Required actions:
A. Rename "Cadillac" to "sedan" and write out everything from "In the documentary, Davis—who" down to "death in 1998." in the Tupac murder article.
B. Go on with the article on the Tupac murder case, picking up after its final sentence.

** Opening Passage block **

Las Vegas TV station claims police are close to an arrest in Tupac's murder
Almost 28 years after the fact, a Las Vegas TV station is claiming that an arrest is imminent in the 1996 murder of rap icon Tupac Shakur. Despite the fame of the victim and the highly public nature of the crime, Shakur’s murder remains unsolved, partially due to investigators mishandling the case and partially due to the reluctance of witnesses to testify in court. That’s about to change, at least according to Las Vegas ABC affiliate KNTV, which cites an anonymous source who says that the case has been re-opened and authorities are close to arresting a suspect after a man named Duane Keith Davis, a.k.a. Keffe D, gave new information about the murder in an interview for the BET series Death Row Chronicles.
In the documentary, Davis—who says he’s talking because “I have cancer, and I have nothing else to lose”—claims that he was in the front seat of the Cadillac that opened fire on Shakur on September 7, 1996. Davis says the shots came from the back seat of the car, where his nephew Orlando Anderson and another man were sitting at the time. (Davis declined to name the shooter in the interview.) Anderson, who can be seen on surveillance footage in a fight with Shakur and a few other men outside of the MGM Grand Hotel a few hours before the murder, was initially named as a suspect in the case; however, detectives cleared him soon after. Anderson maintained his innocence until his death in 1998.

** Closing Passage block **
** Opening Data for review block **

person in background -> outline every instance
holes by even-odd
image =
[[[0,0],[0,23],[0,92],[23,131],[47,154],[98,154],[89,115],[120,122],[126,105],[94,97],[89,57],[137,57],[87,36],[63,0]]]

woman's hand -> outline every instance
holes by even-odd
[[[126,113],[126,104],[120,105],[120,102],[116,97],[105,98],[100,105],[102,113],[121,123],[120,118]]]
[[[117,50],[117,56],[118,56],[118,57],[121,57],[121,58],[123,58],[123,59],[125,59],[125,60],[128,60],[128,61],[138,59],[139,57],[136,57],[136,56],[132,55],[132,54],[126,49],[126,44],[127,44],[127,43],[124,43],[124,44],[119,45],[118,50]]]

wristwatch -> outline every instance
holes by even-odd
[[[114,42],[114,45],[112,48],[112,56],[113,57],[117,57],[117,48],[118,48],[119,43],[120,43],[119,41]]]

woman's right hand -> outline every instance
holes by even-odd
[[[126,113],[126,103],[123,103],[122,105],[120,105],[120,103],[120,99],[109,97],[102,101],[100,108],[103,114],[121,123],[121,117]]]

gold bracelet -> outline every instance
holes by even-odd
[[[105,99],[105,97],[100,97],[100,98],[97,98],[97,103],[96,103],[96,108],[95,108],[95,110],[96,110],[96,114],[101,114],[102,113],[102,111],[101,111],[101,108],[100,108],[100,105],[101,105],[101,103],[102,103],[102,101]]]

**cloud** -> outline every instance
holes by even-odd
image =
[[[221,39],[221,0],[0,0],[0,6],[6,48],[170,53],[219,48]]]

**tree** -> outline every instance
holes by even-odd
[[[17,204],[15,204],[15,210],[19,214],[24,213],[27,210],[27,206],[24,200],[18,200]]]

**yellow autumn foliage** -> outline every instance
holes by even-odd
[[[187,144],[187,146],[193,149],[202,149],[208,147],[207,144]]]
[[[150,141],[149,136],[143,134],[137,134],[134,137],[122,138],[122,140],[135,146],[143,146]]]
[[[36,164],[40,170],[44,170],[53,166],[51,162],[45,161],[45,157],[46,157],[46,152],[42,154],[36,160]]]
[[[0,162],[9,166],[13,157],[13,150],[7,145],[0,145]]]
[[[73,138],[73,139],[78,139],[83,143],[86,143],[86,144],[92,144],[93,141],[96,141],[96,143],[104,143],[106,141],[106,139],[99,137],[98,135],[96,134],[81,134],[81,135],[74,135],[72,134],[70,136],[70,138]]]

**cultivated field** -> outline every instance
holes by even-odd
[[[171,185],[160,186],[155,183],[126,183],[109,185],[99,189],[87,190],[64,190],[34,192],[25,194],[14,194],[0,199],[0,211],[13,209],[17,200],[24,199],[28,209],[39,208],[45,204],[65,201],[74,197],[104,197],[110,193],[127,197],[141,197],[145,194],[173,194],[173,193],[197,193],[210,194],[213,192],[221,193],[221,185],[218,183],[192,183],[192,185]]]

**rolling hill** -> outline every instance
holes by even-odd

** Closing Data for review block **

Responses by item number:
A.
In the documentary, Davis—who says he’s talking because “I have cancer, and I have nothing else to lose”—claims that he was in the front seat of the sedan that opened fire on Shakur on September 7, 1996. Davis says the shots came from the back seat of the car, where his nephew Orlando Anderson and another man were sitting at the time. (Davis declined to name the shooter in the interview.) Anderson, who can be seen on surveillance footage in a fight with Shakur and a few other men outside of the MGM Grand Hotel a few hours before the murder, was initially named as a suspect in the case; however, detectives cleared him soon after. Anderson maintained his innocence until his death in 1998.

B.
La Vegas police partially deny KNTV’s report, saying they are reviewing the case but an arrest isn’t imminent in a statement to The Hollywood Reporter: “We are aware of the statements made in a BET interview regarding the Tupac case. As a result of those statements, we have spent the last several months reviewing the case in its entirety. Various reports that an arrest warrant is about to be submitted are inaccurate. This case still remains an open homicide case.”